[[ Input material, beginning ]]

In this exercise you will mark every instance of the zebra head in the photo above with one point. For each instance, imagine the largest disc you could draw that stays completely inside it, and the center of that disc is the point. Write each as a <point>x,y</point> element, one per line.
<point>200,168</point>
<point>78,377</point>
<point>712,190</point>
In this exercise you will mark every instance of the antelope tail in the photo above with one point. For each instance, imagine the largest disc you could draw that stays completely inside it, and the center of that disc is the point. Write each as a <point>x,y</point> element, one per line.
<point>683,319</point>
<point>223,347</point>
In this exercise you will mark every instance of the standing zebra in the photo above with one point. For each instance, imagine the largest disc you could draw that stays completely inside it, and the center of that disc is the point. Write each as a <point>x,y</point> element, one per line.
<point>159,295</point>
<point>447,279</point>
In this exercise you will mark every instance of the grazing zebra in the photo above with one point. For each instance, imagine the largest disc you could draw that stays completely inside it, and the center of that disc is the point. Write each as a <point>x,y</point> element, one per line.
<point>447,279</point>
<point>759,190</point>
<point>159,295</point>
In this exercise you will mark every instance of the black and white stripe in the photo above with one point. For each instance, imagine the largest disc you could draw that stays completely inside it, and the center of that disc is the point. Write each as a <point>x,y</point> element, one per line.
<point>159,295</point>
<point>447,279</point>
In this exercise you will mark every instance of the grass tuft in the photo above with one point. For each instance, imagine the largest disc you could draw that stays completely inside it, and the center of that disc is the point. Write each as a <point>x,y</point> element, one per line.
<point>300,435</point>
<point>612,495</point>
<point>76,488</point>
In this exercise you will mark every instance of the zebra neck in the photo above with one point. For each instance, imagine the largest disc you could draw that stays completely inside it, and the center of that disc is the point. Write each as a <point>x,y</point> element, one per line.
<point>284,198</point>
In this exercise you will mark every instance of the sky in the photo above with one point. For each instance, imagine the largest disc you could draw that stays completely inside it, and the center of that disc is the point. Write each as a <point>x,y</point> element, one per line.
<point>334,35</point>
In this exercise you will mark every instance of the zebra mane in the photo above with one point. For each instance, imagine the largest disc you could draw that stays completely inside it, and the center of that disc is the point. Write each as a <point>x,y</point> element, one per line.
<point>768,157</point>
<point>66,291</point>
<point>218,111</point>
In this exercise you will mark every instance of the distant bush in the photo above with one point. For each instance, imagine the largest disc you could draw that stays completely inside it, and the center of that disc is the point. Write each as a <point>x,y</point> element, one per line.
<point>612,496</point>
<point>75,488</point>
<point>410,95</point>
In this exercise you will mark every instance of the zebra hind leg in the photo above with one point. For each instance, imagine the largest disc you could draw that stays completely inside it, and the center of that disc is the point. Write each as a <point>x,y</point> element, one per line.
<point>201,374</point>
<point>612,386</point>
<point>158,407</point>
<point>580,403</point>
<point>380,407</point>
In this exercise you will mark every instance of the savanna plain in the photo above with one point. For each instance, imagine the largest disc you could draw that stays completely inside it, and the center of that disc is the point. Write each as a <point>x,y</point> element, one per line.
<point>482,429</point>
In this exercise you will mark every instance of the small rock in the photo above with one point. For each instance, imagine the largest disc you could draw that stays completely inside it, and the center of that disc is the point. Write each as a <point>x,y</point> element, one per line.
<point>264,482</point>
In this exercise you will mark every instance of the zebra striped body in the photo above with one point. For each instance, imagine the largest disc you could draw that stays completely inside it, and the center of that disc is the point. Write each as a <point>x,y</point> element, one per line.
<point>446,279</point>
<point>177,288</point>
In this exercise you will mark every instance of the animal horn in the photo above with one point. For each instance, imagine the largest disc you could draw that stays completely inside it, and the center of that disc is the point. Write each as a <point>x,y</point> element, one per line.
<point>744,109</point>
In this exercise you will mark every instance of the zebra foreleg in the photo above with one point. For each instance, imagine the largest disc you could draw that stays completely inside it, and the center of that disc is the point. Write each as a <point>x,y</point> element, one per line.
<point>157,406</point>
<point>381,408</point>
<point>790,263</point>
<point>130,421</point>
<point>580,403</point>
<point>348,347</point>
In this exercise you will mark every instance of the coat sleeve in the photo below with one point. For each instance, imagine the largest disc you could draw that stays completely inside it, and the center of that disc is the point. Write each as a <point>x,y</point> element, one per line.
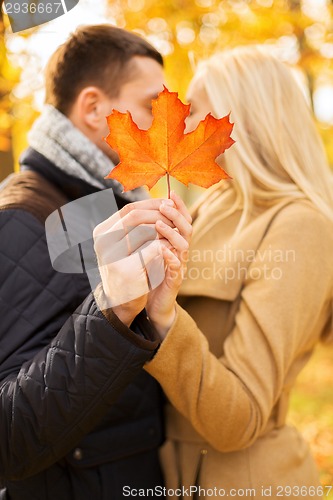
<point>60,370</point>
<point>283,310</point>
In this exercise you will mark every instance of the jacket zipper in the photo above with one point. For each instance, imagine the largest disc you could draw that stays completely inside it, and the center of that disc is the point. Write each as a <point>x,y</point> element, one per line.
<point>203,453</point>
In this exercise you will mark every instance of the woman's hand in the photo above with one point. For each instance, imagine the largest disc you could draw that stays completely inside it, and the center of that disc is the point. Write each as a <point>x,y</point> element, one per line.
<point>129,256</point>
<point>161,300</point>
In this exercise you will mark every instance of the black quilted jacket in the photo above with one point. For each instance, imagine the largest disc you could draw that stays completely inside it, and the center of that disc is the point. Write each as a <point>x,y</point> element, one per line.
<point>79,417</point>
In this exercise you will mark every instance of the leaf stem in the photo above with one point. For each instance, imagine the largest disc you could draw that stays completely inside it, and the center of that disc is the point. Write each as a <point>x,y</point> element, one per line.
<point>168,181</point>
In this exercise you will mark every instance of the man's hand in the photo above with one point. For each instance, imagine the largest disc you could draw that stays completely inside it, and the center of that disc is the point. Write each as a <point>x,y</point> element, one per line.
<point>129,256</point>
<point>161,301</point>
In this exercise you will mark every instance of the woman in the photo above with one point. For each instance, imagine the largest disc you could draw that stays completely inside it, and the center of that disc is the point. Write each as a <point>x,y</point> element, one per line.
<point>258,292</point>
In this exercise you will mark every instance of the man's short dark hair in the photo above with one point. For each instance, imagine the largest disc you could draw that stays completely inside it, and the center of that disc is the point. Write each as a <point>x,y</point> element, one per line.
<point>98,55</point>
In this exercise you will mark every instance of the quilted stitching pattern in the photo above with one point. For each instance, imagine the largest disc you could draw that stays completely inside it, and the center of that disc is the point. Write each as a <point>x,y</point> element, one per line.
<point>66,372</point>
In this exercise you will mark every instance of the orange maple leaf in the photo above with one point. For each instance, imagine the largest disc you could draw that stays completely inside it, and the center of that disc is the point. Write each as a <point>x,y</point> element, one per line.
<point>164,149</point>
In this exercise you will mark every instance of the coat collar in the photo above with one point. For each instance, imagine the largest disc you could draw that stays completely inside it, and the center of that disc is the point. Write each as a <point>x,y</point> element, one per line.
<point>217,267</point>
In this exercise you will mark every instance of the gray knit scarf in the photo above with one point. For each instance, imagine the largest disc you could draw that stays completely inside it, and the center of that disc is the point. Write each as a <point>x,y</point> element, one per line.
<point>54,136</point>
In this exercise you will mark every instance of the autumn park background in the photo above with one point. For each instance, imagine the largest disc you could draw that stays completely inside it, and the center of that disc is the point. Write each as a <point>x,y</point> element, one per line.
<point>299,32</point>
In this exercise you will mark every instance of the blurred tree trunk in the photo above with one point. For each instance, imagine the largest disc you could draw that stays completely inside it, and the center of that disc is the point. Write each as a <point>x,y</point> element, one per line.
<point>6,85</point>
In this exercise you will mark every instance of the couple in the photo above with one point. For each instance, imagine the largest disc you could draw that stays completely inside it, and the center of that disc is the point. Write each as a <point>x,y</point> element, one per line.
<point>83,415</point>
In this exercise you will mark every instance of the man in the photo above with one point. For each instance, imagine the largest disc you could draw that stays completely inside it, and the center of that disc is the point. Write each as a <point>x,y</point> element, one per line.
<point>79,417</point>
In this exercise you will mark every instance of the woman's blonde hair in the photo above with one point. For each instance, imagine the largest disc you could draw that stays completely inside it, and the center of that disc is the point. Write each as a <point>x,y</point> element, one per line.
<point>278,151</point>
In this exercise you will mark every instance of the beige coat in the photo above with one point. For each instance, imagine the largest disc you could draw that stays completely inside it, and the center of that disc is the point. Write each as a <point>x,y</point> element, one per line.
<point>258,306</point>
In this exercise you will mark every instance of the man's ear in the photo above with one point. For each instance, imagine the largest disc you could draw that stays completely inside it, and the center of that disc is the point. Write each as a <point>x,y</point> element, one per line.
<point>88,111</point>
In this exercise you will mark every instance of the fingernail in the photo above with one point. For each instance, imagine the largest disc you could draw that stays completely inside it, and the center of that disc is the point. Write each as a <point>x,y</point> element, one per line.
<point>168,202</point>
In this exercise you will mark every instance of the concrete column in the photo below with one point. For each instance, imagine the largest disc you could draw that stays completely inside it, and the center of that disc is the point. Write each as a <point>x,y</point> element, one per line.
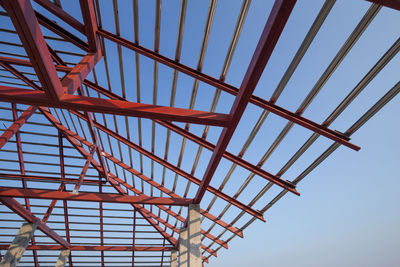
<point>183,248</point>
<point>62,258</point>
<point>174,260</point>
<point>190,240</point>
<point>18,246</point>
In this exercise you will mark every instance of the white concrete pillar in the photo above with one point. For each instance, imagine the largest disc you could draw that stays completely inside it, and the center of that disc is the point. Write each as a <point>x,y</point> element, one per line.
<point>183,248</point>
<point>190,240</point>
<point>174,260</point>
<point>62,258</point>
<point>18,246</point>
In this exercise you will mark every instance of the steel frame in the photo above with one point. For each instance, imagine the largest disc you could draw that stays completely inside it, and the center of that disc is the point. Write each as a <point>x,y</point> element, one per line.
<point>60,94</point>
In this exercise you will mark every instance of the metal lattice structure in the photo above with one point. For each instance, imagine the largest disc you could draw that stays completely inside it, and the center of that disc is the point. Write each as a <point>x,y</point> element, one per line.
<point>106,174</point>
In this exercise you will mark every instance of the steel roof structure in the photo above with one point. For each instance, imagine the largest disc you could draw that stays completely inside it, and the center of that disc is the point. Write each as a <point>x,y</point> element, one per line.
<point>105,157</point>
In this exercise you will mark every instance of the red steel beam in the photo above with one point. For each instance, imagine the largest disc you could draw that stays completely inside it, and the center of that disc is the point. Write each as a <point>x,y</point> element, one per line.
<point>45,178</point>
<point>177,170</point>
<point>75,77</point>
<point>27,215</point>
<point>267,105</point>
<point>94,248</point>
<point>35,97</point>
<point>155,185</point>
<point>60,13</point>
<point>95,140</point>
<point>27,27</point>
<point>178,217</point>
<point>91,197</point>
<point>83,172</point>
<point>22,170</point>
<point>201,141</point>
<point>89,18</point>
<point>19,75</point>
<point>235,159</point>
<point>50,25</point>
<point>276,22</point>
<point>27,63</point>
<point>52,205</point>
<point>71,138</point>
<point>17,124</point>
<point>395,4</point>
<point>165,190</point>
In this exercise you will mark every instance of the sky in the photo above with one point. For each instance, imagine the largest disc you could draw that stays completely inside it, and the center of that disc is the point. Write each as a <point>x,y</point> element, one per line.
<point>348,213</point>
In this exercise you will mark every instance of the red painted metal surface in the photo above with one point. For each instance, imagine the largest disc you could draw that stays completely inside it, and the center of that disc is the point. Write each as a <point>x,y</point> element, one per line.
<point>395,4</point>
<point>177,170</point>
<point>71,138</point>
<point>22,62</point>
<point>201,141</point>
<point>59,94</point>
<point>92,197</point>
<point>26,24</point>
<point>273,29</point>
<point>89,18</point>
<point>95,248</point>
<point>17,124</point>
<point>60,13</point>
<point>31,97</point>
<point>66,35</point>
<point>46,178</point>
<point>270,106</point>
<point>83,172</point>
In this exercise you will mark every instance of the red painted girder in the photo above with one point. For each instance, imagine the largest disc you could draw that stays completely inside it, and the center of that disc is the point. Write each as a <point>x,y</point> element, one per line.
<point>170,212</point>
<point>395,4</point>
<point>60,13</point>
<point>71,138</point>
<point>83,172</point>
<point>14,128</point>
<point>93,134</point>
<point>75,77</point>
<point>201,141</point>
<point>45,178</point>
<point>94,248</point>
<point>91,197</point>
<point>27,63</point>
<point>267,105</point>
<point>34,97</point>
<point>141,176</point>
<point>203,232</point>
<point>235,159</point>
<point>53,203</point>
<point>177,170</point>
<point>66,35</point>
<point>276,22</point>
<point>28,216</point>
<point>89,18</point>
<point>27,27</point>
<point>19,75</point>
<point>147,215</point>
<point>165,190</point>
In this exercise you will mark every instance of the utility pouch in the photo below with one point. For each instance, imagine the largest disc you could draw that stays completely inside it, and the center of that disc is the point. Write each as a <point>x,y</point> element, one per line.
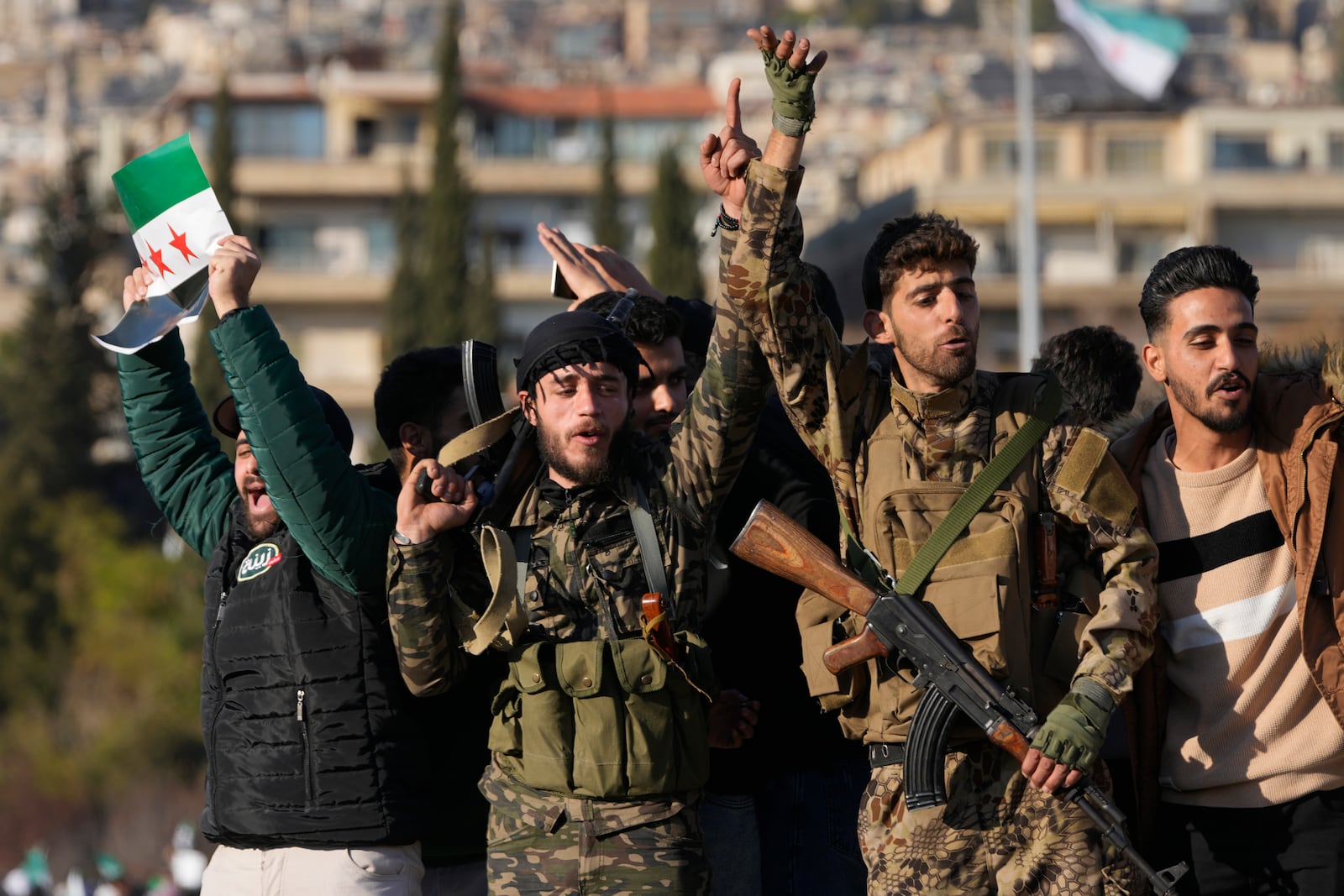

[[ Input material, end ]]

### Prompt
Starting with the line that contains "red painted girder" and ending with the last line of the data above, transcribe exactly those lines and no others, without pictures.

### Answer section
In this exercise you will mark every instance of the red painted girder in the photo above with one point. For each instance, imagine the largest disc you could draw that stays completely inside it, and the center of that disc is the point. Write each as a <point>x,y</point> element, one per line.
<point>170,212</point>
<point>395,4</point>
<point>60,13</point>
<point>71,138</point>
<point>83,172</point>
<point>14,128</point>
<point>93,134</point>
<point>75,77</point>
<point>201,141</point>
<point>45,178</point>
<point>94,248</point>
<point>91,197</point>
<point>27,63</point>
<point>267,105</point>
<point>34,97</point>
<point>141,176</point>
<point>203,232</point>
<point>235,159</point>
<point>53,203</point>
<point>177,170</point>
<point>66,35</point>
<point>276,22</point>
<point>28,216</point>
<point>89,18</point>
<point>27,27</point>
<point>19,75</point>
<point>147,215</point>
<point>165,190</point>
In this exercise you will mark every instance of the utility pouch in the photo below with one point. For each instance, imagine the largest disc you could draw that stays completely inside it, and the center of that disc is the point. Write each as a <point>x,y</point> element, one per line.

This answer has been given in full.